== Segment start ==
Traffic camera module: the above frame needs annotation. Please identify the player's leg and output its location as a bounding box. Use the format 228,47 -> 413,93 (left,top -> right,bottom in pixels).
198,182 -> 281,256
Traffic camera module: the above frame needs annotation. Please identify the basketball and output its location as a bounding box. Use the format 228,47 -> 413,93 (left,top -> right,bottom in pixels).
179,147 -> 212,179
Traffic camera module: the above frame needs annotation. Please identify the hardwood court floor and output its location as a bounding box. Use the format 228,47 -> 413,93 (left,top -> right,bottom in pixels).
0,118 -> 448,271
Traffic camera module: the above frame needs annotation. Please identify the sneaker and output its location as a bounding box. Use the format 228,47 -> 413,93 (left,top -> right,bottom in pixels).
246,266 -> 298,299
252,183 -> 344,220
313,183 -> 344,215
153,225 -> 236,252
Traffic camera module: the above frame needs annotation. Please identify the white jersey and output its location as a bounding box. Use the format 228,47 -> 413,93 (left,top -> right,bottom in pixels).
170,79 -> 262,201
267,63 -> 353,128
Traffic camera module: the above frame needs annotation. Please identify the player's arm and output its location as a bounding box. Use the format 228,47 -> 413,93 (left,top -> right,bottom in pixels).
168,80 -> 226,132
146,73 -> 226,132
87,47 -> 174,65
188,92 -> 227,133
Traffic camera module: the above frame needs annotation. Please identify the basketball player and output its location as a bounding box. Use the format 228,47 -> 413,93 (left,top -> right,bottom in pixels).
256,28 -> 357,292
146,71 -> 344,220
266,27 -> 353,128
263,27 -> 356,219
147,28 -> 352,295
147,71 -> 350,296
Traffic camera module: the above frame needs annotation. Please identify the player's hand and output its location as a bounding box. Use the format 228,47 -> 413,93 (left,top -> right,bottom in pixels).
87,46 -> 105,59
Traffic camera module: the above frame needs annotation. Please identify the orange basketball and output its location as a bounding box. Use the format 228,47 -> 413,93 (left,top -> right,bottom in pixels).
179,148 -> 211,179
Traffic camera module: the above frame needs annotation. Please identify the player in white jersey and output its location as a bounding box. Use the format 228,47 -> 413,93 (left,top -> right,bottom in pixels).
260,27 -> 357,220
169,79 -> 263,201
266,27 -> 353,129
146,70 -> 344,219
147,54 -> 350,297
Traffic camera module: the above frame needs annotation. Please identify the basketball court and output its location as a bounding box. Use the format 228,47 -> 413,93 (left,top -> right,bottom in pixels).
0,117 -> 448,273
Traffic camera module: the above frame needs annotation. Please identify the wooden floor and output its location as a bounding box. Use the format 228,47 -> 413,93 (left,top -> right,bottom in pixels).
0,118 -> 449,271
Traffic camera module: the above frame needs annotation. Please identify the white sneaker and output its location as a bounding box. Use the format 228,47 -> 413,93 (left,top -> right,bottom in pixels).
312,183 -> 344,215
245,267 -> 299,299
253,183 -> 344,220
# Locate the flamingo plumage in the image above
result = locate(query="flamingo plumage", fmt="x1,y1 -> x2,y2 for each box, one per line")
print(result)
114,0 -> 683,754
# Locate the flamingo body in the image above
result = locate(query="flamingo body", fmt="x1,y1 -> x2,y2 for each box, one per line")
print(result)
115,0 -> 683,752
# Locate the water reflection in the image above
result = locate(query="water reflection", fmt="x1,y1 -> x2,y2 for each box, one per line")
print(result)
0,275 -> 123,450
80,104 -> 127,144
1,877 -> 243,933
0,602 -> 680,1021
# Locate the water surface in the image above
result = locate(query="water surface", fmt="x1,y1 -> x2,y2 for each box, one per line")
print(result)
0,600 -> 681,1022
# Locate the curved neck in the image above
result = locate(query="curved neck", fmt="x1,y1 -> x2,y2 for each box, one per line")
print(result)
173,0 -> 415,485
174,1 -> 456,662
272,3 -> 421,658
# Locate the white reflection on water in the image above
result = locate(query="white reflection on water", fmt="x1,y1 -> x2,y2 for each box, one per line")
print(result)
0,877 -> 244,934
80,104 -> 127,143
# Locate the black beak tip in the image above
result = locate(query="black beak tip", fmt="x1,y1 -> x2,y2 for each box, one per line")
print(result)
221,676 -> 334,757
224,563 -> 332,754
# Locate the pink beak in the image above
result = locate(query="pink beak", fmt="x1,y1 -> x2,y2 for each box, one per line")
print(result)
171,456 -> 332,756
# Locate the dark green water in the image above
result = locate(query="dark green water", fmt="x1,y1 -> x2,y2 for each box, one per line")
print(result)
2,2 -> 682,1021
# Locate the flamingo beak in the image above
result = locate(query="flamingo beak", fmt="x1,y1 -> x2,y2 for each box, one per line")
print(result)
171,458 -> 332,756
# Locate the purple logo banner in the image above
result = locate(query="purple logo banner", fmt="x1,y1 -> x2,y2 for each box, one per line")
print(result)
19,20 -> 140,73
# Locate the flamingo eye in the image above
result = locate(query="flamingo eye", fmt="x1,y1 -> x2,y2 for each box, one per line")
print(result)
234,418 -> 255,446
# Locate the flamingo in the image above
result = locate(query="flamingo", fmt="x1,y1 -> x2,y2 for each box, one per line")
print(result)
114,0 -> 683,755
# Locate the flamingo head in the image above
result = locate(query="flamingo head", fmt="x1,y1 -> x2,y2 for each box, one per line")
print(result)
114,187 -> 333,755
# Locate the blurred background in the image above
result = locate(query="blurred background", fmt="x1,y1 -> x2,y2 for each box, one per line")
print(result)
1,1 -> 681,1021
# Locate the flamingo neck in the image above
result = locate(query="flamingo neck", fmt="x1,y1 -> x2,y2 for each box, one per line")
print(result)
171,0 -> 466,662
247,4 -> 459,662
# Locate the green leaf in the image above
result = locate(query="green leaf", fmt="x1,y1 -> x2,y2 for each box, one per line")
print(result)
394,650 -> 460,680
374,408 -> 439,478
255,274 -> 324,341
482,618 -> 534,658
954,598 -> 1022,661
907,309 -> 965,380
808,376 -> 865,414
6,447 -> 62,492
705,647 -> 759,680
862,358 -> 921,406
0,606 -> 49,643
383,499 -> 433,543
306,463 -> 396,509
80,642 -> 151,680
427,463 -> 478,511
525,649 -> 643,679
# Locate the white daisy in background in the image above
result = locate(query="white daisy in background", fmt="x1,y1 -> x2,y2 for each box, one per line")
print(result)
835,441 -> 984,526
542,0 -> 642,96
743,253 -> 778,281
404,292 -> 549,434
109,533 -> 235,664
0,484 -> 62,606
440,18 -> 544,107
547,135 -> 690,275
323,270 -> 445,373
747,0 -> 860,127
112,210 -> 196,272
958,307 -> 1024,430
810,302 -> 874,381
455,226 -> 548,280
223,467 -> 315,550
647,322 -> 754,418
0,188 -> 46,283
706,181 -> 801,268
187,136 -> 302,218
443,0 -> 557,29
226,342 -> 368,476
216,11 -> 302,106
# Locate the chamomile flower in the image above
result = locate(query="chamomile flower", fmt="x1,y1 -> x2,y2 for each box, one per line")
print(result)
== Segment end ==
### What you are asked to do
The listing above has to be repeated exactly, down to the last line.

### Solution to this problem
Traffic camera module: the above frame needs annotation. Please identify the player's leg and output its location as a bounding box. Use the format 228,47 -> 413,93 (left,top -> right,bottom in pixels).
198,182 -> 281,256
Traffic camera module: the above frame needs annotation. Please identify the basketball and output its location as a bounding box. Use the format 228,47 -> 413,93 (left,top -> right,bottom in pixels).
179,147 -> 212,179
Traffic camera module: the above frame needs annotation. Please identify the hardwood court floor and output its location as a bounding box. Use the format 228,47 -> 413,93 (left,top -> right,bottom in pixels).
0,118 -> 448,271
Traffic camera module: the above frame needs annotation. Please identify the sneaker and output its location as a bounding box. Use the format 228,47 -> 413,93 (left,top -> right,bottom in pixels).
246,266 -> 298,299
252,183 -> 344,220
313,183 -> 344,215
153,225 -> 236,252
Traffic camera module: the above frame needs annotation. Please identify the white jersey and output its location as a bounding box. Use the format 228,47 -> 413,93 (left,top -> right,bottom in pixels).
170,79 -> 262,201
267,63 -> 353,128
Traffic camera module: the above frame needs annotation. Please identify the player's arm and output its location as a bounding box. Use the format 228,47 -> 413,93 (left,top -> right,bottom in pixels).
168,80 -> 226,132
146,73 -> 226,132
87,47 -> 174,65
188,92 -> 227,133
Traffic camera module: the above frame needs annotation. Please identify the basketball player and output its location as a bounding box. Use the format 228,47 -> 413,93 (left,top -> right,bottom in pixels).
256,28 -> 357,292
146,71 -> 344,220
266,27 -> 353,128
263,27 -> 356,219
147,28 -> 352,295
147,71 -> 350,296
Traffic camera module: the above frame needs annotation. Please identify the player's hand and output its location as a bounding box. Use the format 228,47 -> 413,93 (left,top -> right,bottom in pixels).
87,46 -> 105,59
Traffic camera module: the above frame needs annotation. Please identify the orange basketball and output its location as a bounding box. Use the format 228,47 -> 413,93 (left,top -> right,bottom in pixels).
179,148 -> 211,179
Traffic camera module: the above frame needs annotation. Please identify the player in white jersey and output its location as a bounding box. Use the format 228,47 -> 413,93 (left,top -> right,bottom in pixels).
260,27 -> 357,220
169,79 -> 263,201
266,27 -> 353,129
146,70 -> 344,219
147,54 -> 350,297
Traffic camera module: the above frame needs annotation. Please identify the basketball court and output its location as a bounding box. Use the format 228,47 -> 413,93 (left,top -> right,bottom in pixels).
0,117 -> 448,273
Traffic camera module: the above frame needs annotation. Please identify the wooden floor and output its location as a bounding box. Use the format 228,47 -> 413,93 (left,top -> right,bottom in pixels).
0,118 -> 449,271
Traffic camera module: the above frame needs annotation. Please identify the white sneaker and output its location as a bounding box. Use the format 228,47 -> 413,93 (left,top -> right,bottom in pixels).
312,183 -> 344,215
245,267 -> 299,299
253,183 -> 344,220
# Locate the flamingo plumage in the image above
result = locate(query="flamingo plumage", fmt="x1,y1 -> x2,y2 for each box, one per line")
print(result)
114,0 -> 683,754
# Locate the flamingo body in the image above
result = locate(query="flamingo body", fmt="x1,y1 -> x2,y2 for each box, one per line")
print(result)
115,0 -> 683,752
# Locate the water reflection in the image above
result = locate(query="water reflection", fmt="x1,y1 -> x2,y2 for each box, one per line")
print(result)
0,275 -> 123,450
80,104 -> 127,144
1,877 -> 243,933
0,602 -> 680,1021
# Locate the water surface in the image above
result = locate(query="water surface", fmt="x1,y1 -> x2,y2 for each box, one per line")
print(result)
0,600 -> 681,1022
# Locate the curved neck in the image above
result = locate(query="curved neck", fmt="x1,y1 -> x2,y2 for each box, one per line")
print(result)
173,0 -> 415,485
174,1 -> 456,662
272,3 -> 421,658
# Locate the white reflection on water in the image above
result = locate(query="white reflection on water", fmt="x1,y1 -> x2,y2 for each box, one per line")
print(result)
0,877 -> 244,934
80,104 -> 127,143
# Locate the black beak tip in the image above
result = locate(query="black beak tip", fmt="x1,y1 -> x2,y2 for each box, one per line")
print(result)
221,676 -> 334,757
224,563 -> 332,754
# Locate the pink beak in the image above
result = locate(query="pink beak", fmt="x1,y1 -> x2,y2 for each box, one per line")
print(result)
171,456 -> 332,756
# Locate the dark green water in the image above
result = locate(query="dark green water", fmt="x1,y1 -> x2,y2 for each box, one per line")
print(result)
2,2 -> 682,1021
# Locate the flamingo beak in the image above
result = locate(query="flamingo beak", fmt="x1,y1 -> x2,y2 for each box, one per line")
print(result)
171,458 -> 332,756
# Locate the purple logo banner in the image above
result = locate(query="purple logo banner", fmt="x1,y1 -> x2,y2 for each box, one per line")
print(result)
19,20 -> 140,73
# Locate the flamingo eye in the image above
result = locate(query="flamingo eye", fmt="x1,y1 -> x2,y2 for each box, one per line")
print(result)
234,418 -> 255,446
# Locate the flamingo in the image above
result = locate(query="flamingo", fmt="x1,y1 -> x2,y2 for each box, one per line")
print(result)
114,0 -> 683,755
# Locate the flamingo head in the image above
result = locate(query="flamingo head", fmt="x1,y1 -> x2,y2 for each box, one per line")
print(result)
114,187 -> 333,755
# Locate the blurred background in the image above
result = locate(query="blurred background", fmt="x1,y1 -> x2,y2 for each box, one per line")
print(result)
1,1 -> 681,1021
# Locate the flamingo neck in the image above
result = locate(query="flamingo neck", fmt="x1,y1 -> x2,y2 for each box, one per line")
print(result)
171,0 -> 466,662
247,4 -> 459,662
# Locate the green leaf in the image above
result = locate(query="green leaf", fmt="x1,y1 -> x2,y2 for each box, one per line")
print(result)
394,650 -> 460,680
374,408 -> 439,478
255,274 -> 324,341
482,618 -> 534,658
954,598 -> 1022,661
907,309 -> 965,380
808,376 -> 865,414
6,447 -> 62,492
705,647 -> 759,680
862,358 -> 921,406
0,606 -> 49,643
383,499 -> 433,543
306,463 -> 396,509
80,642 -> 151,680
427,463 -> 478,511
525,649 -> 643,679
# Locate the white daisy in background in the image above
result = locate(query="white daisy in background", fmt="x1,y1 -> x2,y2 for each box, one per line")
print(result)
835,441 -> 984,526
542,0 -> 642,96
743,253 -> 778,281
404,292 -> 549,434
109,533 -> 235,664
0,484 -> 62,606
440,18 -> 544,107
547,135 -> 690,275
323,270 -> 445,373
747,0 -> 860,127
112,210 -> 196,272
958,307 -> 1024,430
810,302 -> 874,381
455,226 -> 548,280
223,467 -> 315,550
647,322 -> 754,418
0,188 -> 46,283
706,181 -> 801,268
187,136 -> 302,218
443,0 -> 557,29
226,342 -> 368,476
216,11 -> 302,106
# Locate the chamomile flower in the image above
result = locate(query="chamomile flower", fmt="x1,y1 -> x2,y2 for each box, one per line")
print(result)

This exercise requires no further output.